_Amaç_:
Aşağıdaki Newroz konuşması haberini son cümlesinin ardından devam ettirin.

_Kaynak metin_:
□ □ □ □

Daha sonra konuşmasını yapmak üzere sahneye çıkan HDP Eş Genel Başkanı Pervin Buldan, halkların Newroz’unu kutlayarak sözlerine başladı. Buldan, “Newroz zalimlere karşı, kötülüklere karşı, baskılara karşı, şiddete karşı, hukuksuzluklara karşı Türkiye halklarının Kürtlerin, Türkler, Ermenilerin, Süryanilerin, Lazların, Boşnakların, Pomakların, bu ülkede baskı altında yaşayan, şiddet gören, haksızlığa ve hukuksuzluğa maruz kalan tüm kimliklerin, inançların bir arada sesini yükselttiği gündür. Onun için bu meydanı dolduran tüm halklarımıza, kimliklerimize, renklerimize, inançlarımıza bir kez daha emeğinize sağlık diyoruz. Hoş geldiniz, sefalar getirdiniz. Newroz bu ülkeyi yönetenlere siyasi iradeye güçlü bir mesajın verildiği gündür. Aynı zamanda savaş ve tecrit politikalarına karşı Türkiye halkları olarak karşı çıktığımız bir gündür. Ama Newroz aynı zamanda büyük bir direniştir. Çözümün diyalogdan geçtiğinin her anlamda anlatıldığı bir gündür” dedi.

□ □ □ □

_Veri satırları_:
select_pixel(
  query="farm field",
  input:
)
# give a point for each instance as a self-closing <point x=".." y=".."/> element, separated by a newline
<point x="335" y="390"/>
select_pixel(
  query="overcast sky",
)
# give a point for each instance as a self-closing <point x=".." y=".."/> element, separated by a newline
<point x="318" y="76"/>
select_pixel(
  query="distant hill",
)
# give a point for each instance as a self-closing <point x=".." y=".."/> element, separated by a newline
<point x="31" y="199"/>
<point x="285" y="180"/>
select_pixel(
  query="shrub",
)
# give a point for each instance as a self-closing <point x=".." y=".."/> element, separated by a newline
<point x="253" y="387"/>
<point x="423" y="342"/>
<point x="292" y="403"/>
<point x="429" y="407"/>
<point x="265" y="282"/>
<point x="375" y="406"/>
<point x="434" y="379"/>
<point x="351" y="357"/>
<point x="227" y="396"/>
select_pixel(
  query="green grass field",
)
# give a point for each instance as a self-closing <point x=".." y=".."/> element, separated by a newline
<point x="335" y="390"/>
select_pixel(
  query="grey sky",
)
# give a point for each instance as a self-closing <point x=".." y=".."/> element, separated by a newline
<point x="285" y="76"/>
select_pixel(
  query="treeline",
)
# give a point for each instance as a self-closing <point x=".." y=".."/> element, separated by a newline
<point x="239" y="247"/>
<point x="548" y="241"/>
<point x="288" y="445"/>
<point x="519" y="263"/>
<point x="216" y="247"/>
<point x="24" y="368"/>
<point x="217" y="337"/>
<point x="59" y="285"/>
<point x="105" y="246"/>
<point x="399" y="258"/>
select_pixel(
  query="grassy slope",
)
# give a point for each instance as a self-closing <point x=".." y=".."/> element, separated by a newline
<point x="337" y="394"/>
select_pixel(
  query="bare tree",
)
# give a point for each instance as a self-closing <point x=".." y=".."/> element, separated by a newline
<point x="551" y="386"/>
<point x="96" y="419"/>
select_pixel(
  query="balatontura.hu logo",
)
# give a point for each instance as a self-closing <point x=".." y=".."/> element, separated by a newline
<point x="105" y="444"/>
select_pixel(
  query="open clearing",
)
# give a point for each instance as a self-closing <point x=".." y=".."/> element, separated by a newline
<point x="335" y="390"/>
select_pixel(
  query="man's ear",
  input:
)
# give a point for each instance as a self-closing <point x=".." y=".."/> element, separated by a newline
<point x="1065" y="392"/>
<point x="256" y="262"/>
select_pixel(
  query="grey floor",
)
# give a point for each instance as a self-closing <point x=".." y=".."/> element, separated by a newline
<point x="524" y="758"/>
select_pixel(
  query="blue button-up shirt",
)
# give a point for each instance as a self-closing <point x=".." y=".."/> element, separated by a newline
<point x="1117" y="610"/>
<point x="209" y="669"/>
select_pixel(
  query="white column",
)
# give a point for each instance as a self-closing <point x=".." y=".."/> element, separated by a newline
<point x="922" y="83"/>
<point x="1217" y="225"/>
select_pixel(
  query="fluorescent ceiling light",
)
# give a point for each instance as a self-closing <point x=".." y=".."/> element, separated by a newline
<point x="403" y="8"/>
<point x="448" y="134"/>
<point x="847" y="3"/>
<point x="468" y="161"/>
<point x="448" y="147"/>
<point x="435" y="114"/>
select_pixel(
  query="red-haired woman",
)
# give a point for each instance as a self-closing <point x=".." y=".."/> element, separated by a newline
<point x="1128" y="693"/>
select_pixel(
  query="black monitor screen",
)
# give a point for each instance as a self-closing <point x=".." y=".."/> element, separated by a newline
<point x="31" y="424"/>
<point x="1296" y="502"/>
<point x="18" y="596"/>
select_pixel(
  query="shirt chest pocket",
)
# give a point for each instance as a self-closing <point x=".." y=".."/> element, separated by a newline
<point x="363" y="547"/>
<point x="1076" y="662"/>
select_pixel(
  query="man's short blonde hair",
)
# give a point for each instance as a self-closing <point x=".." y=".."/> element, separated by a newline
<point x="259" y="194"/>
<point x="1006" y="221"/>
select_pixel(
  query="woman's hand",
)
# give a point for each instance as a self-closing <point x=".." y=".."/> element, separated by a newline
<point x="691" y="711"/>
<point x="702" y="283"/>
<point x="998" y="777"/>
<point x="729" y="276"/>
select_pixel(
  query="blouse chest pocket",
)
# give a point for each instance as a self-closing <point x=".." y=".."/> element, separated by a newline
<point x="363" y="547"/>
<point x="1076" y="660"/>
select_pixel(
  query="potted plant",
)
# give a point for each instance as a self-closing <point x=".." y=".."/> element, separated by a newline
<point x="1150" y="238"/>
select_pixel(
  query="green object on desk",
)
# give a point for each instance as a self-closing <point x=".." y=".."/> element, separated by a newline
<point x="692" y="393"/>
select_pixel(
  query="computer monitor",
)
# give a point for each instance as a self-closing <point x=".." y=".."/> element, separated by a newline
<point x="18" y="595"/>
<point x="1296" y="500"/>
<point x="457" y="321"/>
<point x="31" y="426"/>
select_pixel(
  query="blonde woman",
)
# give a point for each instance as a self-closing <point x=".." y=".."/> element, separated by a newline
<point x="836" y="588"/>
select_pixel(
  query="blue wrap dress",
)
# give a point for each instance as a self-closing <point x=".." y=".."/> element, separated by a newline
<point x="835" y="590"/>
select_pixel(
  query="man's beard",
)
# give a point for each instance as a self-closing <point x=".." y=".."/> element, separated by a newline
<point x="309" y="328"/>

□ □ □ □

_Görevin yanıtı_:
AKP-MHP BU ÜLKENİN KADERİ DEĞİL
 
Newroz’u bayram havasında karşılamadıklarının altını çizen Buldan, şöyle dedi: “Ama iktidara karşı depremi yönetemediğinin, depremde ölenlerin, yaşamını yitirenlerin, enkazların altında kalanların, öfkesinin olduğu bir dönemden geçiriyoruz. Maalesef bu yılki Newroz biraz buruk, acılıdır, öfkelidir. Depremde yaşamını yitirenlere adanmıştır. Bir kez daha can veren, yaşamını yitiren, enkazın altında kalan bütün insanlarımıza Allah’tan rahmet diliyorum. Yaralılara acil şifalar diliyorum. Depremin üzerinden bir aydan fazla bir zaman geçmesine rağmen acıların dinmediğini, yaraların sarılmadığını gördük, buna tanık olduk. Bir şey daha ortaya çıktı, insanlık, dayanışma, birlik ve beraberlik. Herkes bu dayanışma ile yaralarını sarmaya çalıştı, herkes acılarını dindirmeye çalıştı. Bizler bu ülkeyi yönetenlerin depremdeki duyarsızlığını gördük. Bu ülkeyi yönetenlerin depremi bir kader olarak ifade ettiklerinde, depremde zarar görenlerin yaralarını sarmadığını gördük. İnsanları açlıkla, soğukla terbiye etmeye çalıştıklarını gördük. Şunu bilsinler deprem ve AKP-MHP iktidarı bu ülkenin kaderi olmaktan çıkacaktır.”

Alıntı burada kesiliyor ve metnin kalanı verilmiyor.